- [What you need to do]:
Extract each line of the entries below that contains the word "tree".
═══ Records for this exercise ═══
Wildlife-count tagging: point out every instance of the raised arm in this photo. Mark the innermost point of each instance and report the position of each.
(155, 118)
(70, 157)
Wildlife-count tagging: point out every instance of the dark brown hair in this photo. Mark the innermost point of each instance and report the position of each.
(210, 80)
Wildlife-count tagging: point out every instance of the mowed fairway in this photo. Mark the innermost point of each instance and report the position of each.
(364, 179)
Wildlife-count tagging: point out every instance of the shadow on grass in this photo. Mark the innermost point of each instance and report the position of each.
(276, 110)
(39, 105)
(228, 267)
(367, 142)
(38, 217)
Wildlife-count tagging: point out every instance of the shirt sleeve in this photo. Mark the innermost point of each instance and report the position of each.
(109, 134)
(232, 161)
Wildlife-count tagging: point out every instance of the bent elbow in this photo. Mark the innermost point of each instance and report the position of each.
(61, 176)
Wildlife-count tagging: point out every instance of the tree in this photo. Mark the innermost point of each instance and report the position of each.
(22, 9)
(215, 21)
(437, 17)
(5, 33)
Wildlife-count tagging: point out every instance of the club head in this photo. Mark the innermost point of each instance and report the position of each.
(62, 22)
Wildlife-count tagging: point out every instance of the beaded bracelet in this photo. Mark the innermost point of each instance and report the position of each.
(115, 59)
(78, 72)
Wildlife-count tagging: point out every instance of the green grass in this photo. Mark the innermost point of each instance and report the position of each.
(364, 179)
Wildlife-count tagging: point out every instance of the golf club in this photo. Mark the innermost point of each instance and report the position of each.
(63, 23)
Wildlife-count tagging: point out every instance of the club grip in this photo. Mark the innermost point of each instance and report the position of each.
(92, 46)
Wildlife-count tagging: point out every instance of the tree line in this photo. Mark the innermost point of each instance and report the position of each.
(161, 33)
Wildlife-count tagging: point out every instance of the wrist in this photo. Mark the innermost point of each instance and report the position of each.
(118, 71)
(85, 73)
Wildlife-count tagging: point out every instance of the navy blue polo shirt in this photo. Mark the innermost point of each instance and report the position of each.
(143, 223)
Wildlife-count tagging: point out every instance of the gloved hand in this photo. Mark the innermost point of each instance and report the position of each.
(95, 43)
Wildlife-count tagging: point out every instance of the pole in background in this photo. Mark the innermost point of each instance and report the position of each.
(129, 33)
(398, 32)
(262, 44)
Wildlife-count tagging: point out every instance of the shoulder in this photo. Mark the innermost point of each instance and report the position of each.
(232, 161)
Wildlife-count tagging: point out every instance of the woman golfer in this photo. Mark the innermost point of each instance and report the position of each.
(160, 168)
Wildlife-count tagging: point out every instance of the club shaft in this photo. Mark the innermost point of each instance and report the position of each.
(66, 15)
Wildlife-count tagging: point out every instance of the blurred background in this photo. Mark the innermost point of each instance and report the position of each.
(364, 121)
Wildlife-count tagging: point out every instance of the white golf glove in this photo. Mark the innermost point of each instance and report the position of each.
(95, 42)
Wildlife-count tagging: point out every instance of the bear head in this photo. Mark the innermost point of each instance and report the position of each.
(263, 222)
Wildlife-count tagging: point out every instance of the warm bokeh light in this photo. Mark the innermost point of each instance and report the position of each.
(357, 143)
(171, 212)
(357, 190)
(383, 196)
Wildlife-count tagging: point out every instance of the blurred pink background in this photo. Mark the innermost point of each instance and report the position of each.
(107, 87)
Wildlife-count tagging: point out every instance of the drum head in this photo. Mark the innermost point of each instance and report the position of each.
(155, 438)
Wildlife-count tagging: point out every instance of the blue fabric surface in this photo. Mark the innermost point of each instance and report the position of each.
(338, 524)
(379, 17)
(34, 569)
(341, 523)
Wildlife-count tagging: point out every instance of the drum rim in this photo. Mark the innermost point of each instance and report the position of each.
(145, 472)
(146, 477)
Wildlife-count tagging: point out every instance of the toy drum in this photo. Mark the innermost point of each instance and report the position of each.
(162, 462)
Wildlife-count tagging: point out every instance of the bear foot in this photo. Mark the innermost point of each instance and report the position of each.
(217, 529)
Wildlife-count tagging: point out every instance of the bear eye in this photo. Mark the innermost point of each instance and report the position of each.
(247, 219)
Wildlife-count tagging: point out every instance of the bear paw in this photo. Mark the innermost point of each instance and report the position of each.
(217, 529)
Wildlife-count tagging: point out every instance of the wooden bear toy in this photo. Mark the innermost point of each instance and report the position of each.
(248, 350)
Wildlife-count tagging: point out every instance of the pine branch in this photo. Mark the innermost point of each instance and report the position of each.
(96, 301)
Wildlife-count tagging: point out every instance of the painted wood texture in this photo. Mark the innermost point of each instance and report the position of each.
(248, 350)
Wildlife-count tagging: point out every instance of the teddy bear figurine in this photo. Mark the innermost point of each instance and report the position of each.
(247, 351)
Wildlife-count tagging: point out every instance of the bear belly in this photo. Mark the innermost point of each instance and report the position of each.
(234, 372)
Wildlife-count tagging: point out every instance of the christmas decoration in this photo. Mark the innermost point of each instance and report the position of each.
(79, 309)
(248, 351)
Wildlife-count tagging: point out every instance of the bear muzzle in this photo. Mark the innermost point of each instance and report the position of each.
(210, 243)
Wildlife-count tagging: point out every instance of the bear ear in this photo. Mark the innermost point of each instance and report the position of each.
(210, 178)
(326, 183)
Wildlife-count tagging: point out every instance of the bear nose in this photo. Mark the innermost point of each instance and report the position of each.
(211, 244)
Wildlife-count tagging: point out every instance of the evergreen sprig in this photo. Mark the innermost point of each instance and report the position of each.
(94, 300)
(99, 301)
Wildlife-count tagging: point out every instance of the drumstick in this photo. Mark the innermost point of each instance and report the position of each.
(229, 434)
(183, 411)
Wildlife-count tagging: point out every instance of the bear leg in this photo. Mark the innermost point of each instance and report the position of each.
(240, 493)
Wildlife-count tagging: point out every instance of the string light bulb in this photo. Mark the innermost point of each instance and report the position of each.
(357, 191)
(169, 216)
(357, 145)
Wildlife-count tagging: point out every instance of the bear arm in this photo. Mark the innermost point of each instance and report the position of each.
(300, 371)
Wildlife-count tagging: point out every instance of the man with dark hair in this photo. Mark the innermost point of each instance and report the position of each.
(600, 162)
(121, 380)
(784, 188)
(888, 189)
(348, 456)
═══
═══ Records for this exercise ═══
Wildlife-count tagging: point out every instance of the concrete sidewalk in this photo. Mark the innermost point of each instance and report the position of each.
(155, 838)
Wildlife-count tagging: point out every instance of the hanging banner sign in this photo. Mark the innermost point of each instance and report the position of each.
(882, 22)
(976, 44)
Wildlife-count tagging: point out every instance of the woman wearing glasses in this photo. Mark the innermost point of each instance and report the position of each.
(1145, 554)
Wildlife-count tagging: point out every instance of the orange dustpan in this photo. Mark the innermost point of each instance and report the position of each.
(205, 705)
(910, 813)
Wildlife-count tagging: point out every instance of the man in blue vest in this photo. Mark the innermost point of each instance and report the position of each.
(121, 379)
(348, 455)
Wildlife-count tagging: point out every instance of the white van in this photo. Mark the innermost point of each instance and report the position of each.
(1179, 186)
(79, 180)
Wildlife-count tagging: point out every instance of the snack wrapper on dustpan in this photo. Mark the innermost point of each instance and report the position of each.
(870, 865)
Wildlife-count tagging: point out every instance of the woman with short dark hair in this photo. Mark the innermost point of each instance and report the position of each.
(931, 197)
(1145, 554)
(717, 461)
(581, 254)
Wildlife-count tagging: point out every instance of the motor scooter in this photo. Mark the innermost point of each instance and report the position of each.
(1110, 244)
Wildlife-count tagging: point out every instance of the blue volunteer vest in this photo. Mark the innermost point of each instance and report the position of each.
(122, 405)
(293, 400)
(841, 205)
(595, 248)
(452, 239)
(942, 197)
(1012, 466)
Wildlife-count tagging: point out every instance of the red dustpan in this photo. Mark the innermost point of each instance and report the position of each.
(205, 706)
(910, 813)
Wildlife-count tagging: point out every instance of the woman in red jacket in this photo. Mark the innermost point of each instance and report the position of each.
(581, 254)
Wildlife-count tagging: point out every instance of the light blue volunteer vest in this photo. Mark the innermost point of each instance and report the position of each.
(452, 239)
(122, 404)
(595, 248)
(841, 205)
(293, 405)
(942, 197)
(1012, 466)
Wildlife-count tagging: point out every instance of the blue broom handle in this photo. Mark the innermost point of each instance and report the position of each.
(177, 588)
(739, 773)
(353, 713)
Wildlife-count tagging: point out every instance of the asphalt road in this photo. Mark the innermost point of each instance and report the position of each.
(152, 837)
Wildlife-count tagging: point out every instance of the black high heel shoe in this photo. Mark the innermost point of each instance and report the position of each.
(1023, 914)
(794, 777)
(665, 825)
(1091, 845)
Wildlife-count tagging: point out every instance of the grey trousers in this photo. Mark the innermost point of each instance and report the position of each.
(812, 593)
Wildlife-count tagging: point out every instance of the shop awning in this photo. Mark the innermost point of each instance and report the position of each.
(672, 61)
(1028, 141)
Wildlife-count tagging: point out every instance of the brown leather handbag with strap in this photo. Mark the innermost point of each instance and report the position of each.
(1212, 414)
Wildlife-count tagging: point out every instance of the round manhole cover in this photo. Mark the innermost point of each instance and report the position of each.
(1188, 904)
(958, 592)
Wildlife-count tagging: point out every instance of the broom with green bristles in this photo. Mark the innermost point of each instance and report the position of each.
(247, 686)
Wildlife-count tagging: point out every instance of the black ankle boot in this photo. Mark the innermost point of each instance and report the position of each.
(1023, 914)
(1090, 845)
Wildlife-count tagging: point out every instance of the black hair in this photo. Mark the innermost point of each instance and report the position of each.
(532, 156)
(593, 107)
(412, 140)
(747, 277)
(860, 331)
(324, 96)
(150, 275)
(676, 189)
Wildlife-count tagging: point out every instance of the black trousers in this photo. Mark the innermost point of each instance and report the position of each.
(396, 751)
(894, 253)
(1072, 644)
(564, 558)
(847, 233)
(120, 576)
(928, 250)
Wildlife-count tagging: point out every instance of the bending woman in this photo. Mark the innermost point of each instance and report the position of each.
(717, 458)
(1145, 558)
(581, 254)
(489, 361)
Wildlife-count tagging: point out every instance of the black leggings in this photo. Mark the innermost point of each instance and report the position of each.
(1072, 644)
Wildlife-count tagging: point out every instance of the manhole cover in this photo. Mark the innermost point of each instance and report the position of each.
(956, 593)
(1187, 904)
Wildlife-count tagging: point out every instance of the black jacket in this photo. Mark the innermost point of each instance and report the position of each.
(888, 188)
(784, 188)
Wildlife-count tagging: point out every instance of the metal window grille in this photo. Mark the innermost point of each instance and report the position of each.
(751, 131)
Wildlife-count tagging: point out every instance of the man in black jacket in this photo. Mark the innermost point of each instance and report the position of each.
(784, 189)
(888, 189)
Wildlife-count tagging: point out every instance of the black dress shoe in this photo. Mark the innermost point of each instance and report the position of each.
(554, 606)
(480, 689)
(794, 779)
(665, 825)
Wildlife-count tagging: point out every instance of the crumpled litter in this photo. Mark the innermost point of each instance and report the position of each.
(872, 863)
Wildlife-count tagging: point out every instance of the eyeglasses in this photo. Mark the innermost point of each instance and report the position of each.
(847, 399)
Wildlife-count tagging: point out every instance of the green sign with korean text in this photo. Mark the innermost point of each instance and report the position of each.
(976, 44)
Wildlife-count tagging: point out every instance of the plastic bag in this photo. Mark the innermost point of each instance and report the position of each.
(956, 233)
═══
- [Worked solution]:
Wildlife-count tagging: point out every instance of the tree in this photo. Mark the innermost point of each instance and report the position of each.
Wildlife-count tagging: point out every instance of the tree line in this photo. Mark the innermost point of each instance and report the position of each.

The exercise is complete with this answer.